- What you need to do -
Retype the records below word for word, leaving out the pictures.

Records of labeled points:

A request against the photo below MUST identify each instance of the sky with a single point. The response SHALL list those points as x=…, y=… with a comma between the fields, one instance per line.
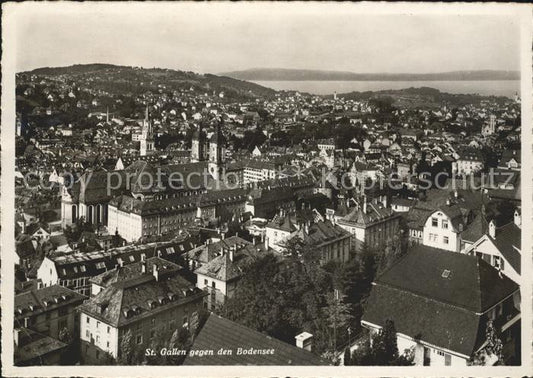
x=214, y=38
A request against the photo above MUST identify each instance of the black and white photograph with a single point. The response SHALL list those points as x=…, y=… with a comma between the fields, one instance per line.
x=191, y=186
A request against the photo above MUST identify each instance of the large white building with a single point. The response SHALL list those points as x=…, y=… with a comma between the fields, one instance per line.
x=444, y=226
x=148, y=299
x=501, y=247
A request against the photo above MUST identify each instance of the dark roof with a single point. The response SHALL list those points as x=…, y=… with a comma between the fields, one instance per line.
x=434, y=322
x=225, y=268
x=127, y=301
x=207, y=252
x=129, y=271
x=26, y=248
x=476, y=229
x=219, y=333
x=321, y=233
x=445, y=312
x=32, y=345
x=508, y=241
x=34, y=302
x=77, y=264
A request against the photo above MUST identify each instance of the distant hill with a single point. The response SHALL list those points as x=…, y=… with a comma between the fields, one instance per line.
x=123, y=79
x=282, y=74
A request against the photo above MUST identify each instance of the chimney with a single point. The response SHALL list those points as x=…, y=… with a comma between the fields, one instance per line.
x=305, y=341
x=492, y=229
x=517, y=218
x=155, y=272
x=143, y=265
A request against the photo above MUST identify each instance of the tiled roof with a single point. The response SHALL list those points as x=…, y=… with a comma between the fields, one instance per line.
x=32, y=345
x=438, y=296
x=230, y=264
x=374, y=213
x=324, y=233
x=219, y=333
x=508, y=241
x=34, y=302
x=476, y=229
x=130, y=271
x=77, y=264
x=473, y=284
x=208, y=252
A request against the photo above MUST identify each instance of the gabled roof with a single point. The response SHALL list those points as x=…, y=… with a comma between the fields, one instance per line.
x=34, y=302
x=508, y=241
x=438, y=297
x=140, y=296
x=208, y=252
x=33, y=345
x=219, y=332
x=225, y=268
x=476, y=229
x=473, y=284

- Written solution -
A request against the photo below MUST identify each instance of the sky with a single point. The response SHALL list those points as x=…, y=… with a comma between the fields, one instance per line.
x=214, y=38
A request against the photo above MUST identify each instance of the black and white photograph with a single point. The response SHALL list those points as x=…, y=… with a comma between the fields, one instance per line.
x=191, y=186
A request against the photo above MUST identify each instance of the large white building with a single point. The response SHALL list those points as x=…, y=… with a comma between the fields, one instance per line.
x=444, y=226
x=148, y=299
x=501, y=247
A request against the photo above MUST identify each instance of the dark roof with a single point. The response SHALL list those points as x=…, y=… with a comma between the fields, one instance per line.
x=434, y=322
x=225, y=268
x=127, y=301
x=207, y=252
x=129, y=271
x=26, y=248
x=476, y=229
x=219, y=333
x=321, y=233
x=445, y=312
x=32, y=345
x=508, y=241
x=34, y=302
x=77, y=264
A request against the photo above MUST identify each instance of the distant hill with a single point. The response SHALL list those points as x=…, y=… with a comma between the fields, one instance per line.
x=123, y=79
x=282, y=74
A request against the photo above MUST identify each instance of the chimney with a single point. The response SHALL list those points as x=…, y=… with a comma between the fields, one instance per line.
x=305, y=341
x=492, y=229
x=517, y=218
x=155, y=272
x=143, y=265
A request against the photo above MUST identify each instance of the tiled roof with a single point. The response SHALL list those points as x=…, y=… with a comma between the fields, one instance per line.
x=32, y=345
x=438, y=296
x=230, y=264
x=374, y=213
x=324, y=233
x=219, y=333
x=508, y=241
x=34, y=302
x=476, y=229
x=130, y=271
x=77, y=264
x=473, y=284
x=208, y=252
A request against the photo above MUST identify each instance of the gabled roof with a single point. The response SHALL list those points as x=…, y=… with a comma between the fields, one instance per line.
x=34, y=302
x=508, y=241
x=438, y=297
x=140, y=296
x=208, y=252
x=33, y=345
x=219, y=332
x=225, y=268
x=476, y=229
x=473, y=284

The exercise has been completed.